For the majority of our trips the minimum age is 18. An adult must accompany all children under the age of 18. Younger children can join us on our Family trips and Short Break Adventures, but check each trip for its minimum age, which is located on the trip’s overview page on the website. Most of our trips don’t have a maximum age limit, but a Self-Assessment Form is required for all passengers 70 years and over.
Food, drink and dietary requirements
I have special dietary requirements – will they be catered for?
We will try our very hardest to accommodate all dietary requirements. Please let us know at the time of booking of any food requirements or allergies and we’ll pass the information onto your Tour leader and Chefs.
What is the food like?
Our food is not typical Peruvian food, nor typical tourist food. It is food that lasts in the heat and humidity of the tropical rainforest. For breakfasts, there are omelets, scrambled eggs, pancakes etc. The lunches in general consist of cold salads, since it is usually hot at that time of the day. The dinners feature soups (great Peruvian soups), a main course with meat for the first part of the tour and beans or lentils at the end part (since meat cannot be kept cool forever without electricity) and desserts of fresh fruits or puddings etc. You can also ask for a special diet, such as vegetarian, salt less or anything else that you need or prefer.
Is all drinking water provided? Is this purified?
Just for the first day, you should bring your own water. For the rest of the trip we provide mineral water that we bring in from Cusco.
Can I drink the water in the Destination I visit?
In some destinations it may not be wise to drink the local water. For drinking we have mineral water as much as you need, plus lemonades, coffee, tea, chocolate and herbal teas. There are places where one can buy beers or soft drinks, but you have to pay for them yourself.
What Kind of Transportation do you use?
We have a 4-wheel drive Toyota Fortuner SUV for couples or small groups, these vehicles have been adapted for the unpaved Manu road.
For groups larger than 4 passengers we provide Toyota or Mercedes Benz minivans, they are also adapted for difficult roads.
How to get the Manu Park ?
How long is the Travel time to Manu Park?
Actually the Travel times varies depending the type of transport you hire from pik up minivans or buses (you should also consider the number of stops you do along the tour as the travel route will take to fascinating archeological sites and colonial style villages ) but you can easily reach the official boundaries of the Manu Park in 5 hours at regular speed 40 km per hour if leaving from Cusco City so the best time would be to depart early in the morning the road conditions are good during the dry season from May to October and can be reverse shape during the rainy season as some delays can occur along the route due the high intense rains that erodes the hills and mountains and eventually it can block the way or collapse most of the Manu road its almost unpaved and curvy (around the 70 % of the road travel length ) the road quality determines the travel distance which another factor that you be mention by your tour operator . once you go across the Acjanaco Pass where also the first ranger station you pass by the travel will be descending from elevation above the 3400 meters as low as 600 Meters (where our Lodge its based Guadalupe Reserve ) the road goes in zig zag while driving at the other side of the Andes , not to far the distance from Cusco city to the Manu tropical area its around 200 km where most of the Manu rainforest lodges are settled at this transect all the lodges are still outside of the Reserved Zone or properly called the Park. In fact most of the lodges sits along the Manu road these lodges.

__SUPPLIED DATA__:
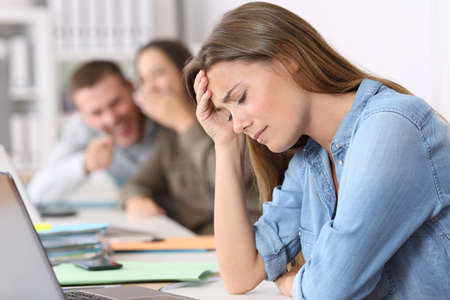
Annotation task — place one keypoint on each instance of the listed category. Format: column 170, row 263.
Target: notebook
column 26, row 271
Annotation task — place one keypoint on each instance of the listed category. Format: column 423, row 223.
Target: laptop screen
column 25, row 270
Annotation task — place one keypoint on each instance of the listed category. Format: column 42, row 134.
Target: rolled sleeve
column 276, row 232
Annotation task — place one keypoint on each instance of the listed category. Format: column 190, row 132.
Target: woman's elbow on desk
column 242, row 280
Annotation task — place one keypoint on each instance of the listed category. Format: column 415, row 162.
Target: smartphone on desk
column 98, row 264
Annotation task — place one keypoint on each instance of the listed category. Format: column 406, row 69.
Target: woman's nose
column 239, row 125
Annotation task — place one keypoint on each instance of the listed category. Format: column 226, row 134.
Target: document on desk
column 200, row 242
column 133, row 271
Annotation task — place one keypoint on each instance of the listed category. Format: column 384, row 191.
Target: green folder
column 133, row 271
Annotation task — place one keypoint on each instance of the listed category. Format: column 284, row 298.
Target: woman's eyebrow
column 227, row 96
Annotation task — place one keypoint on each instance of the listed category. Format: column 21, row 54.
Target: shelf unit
column 36, row 22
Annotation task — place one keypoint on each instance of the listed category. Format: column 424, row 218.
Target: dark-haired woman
column 178, row 178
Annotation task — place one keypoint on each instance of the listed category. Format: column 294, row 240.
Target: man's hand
column 286, row 281
column 98, row 154
column 141, row 207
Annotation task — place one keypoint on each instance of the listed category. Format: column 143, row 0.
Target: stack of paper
column 137, row 271
column 64, row 243
column 195, row 243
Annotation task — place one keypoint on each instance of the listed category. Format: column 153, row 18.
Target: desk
column 166, row 227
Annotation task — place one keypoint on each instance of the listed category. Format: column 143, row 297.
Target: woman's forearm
column 240, row 264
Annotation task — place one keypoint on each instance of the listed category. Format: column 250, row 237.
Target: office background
column 42, row 41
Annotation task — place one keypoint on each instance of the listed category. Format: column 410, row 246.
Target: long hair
column 175, row 51
column 260, row 31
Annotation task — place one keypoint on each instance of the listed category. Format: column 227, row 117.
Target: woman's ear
column 289, row 58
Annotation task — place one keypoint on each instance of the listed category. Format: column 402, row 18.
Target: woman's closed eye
column 243, row 97
column 240, row 101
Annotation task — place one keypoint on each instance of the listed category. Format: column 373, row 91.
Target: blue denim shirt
column 388, row 236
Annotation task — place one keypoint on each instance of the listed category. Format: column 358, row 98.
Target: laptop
column 6, row 165
column 26, row 272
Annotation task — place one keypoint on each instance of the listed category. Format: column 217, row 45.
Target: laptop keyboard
column 79, row 295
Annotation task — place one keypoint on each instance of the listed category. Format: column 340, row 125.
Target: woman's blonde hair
column 260, row 31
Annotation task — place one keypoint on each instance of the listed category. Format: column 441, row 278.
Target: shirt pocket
column 308, row 240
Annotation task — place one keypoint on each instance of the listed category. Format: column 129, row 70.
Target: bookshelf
column 29, row 101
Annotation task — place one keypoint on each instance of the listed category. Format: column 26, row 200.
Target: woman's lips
column 258, row 134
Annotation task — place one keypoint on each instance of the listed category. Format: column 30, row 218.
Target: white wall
column 407, row 41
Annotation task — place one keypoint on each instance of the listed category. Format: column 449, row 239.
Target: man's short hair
column 92, row 72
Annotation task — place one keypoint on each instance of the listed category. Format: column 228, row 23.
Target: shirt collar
column 366, row 90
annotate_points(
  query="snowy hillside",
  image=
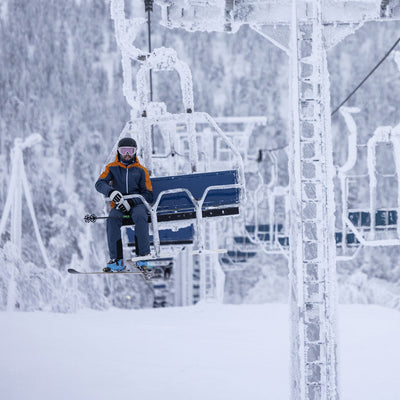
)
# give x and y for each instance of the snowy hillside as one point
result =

__YOUR TASKS__:
- 1) In the Manu Park travel FAQ, what drinking water is provided after the first day of the trip?
- 2) Go on with the Manu Park travel FAQ from the point where it stops.

__SET OF ANSWERS__:
- 1) Mineral water brought in from Cusco.

- 2)
How is the weather in Manu ?
Are you guaranteed to see birds at the Macaw Licks?
The dry season is a good season to see the birds. The most likely reason for them to come and eat the clay is because at certain times of the year there are hardly any fruits available for them, just seeds. Seeds in general have a toxic layer, exactly to prevent animals eating them. If the macaws eat them anyway, they have a buildup of poison in their stomach. To neutralize the acids that the poison produces in their stomachs, they eat the clay. In the rainy season up until the beginning of the dry season (May) there are many fruits. So the macaws eat fewer seeds and more non-toxic fruits and feel less necessity to eat the clay. Usually it means there are fewer macaws present in the beginning of the dry season. In the middle of the dry season there may be about 100 to 150 macaws visiting the clay lick in one morning, whereas there may only be 10 to 50 at the end of the rainy season/beginning of the dry sea season. ** Not available from November to April.
What are the temperatures like in Manu?
The first night you spend in the cloud forest, at 1600 m., where temperatures are about 10 degrees Celsius (50F). In Manu’s lowland forest, the temperature at night is normally around 24 degrees Celsius (75F) and during the day about 30 degrees Celsius (86F).However, cold winds from Patagonia may reach Manu and the temperature may lower to about 10 degrees Celsius (50F).These “friajes” are more common during the southern hemisphere’s wintertime (between April and the end of August)
Do you remove all waste from the lodges?
Of course we remove all waste from the lodges and camping huts. Biodegradable garbage is decomposed in the ground at a specially designed area near the Lodges. Non- biodegradable waste is returned to Cusco.
Meals Accomodations & Rooms
How is the road in the rainy season ?
Tipically from December to April its the peak of the rainy season sometimes landslides may occurs along the road and expected delays may occurs, once it sadly happens it soon get assistance from the local goverment so bulldozers or other types of machinaries clear up the road.
The road shape in the cloud forest its dependent much of the weather conditions at the range of 3400 meters to the 1400 meters betweenn this transect the road passes by hilly mountains, currently there are only very few spots considerer vulnerables for landslides that the local drivers take care and drives prudently to go acroos,we must mention that some years the wet season appears to be normal , no bad news about the Manu access most of the time.
Prevention its the keyword , always wear long sleeved shirts and long trousers , Use insect repellent if mosquitoes are seen or heard (or always ) , sleep under the mosquito net provided . repellent on shirt and trousers is a good advice, Be aware of long term effects even month later.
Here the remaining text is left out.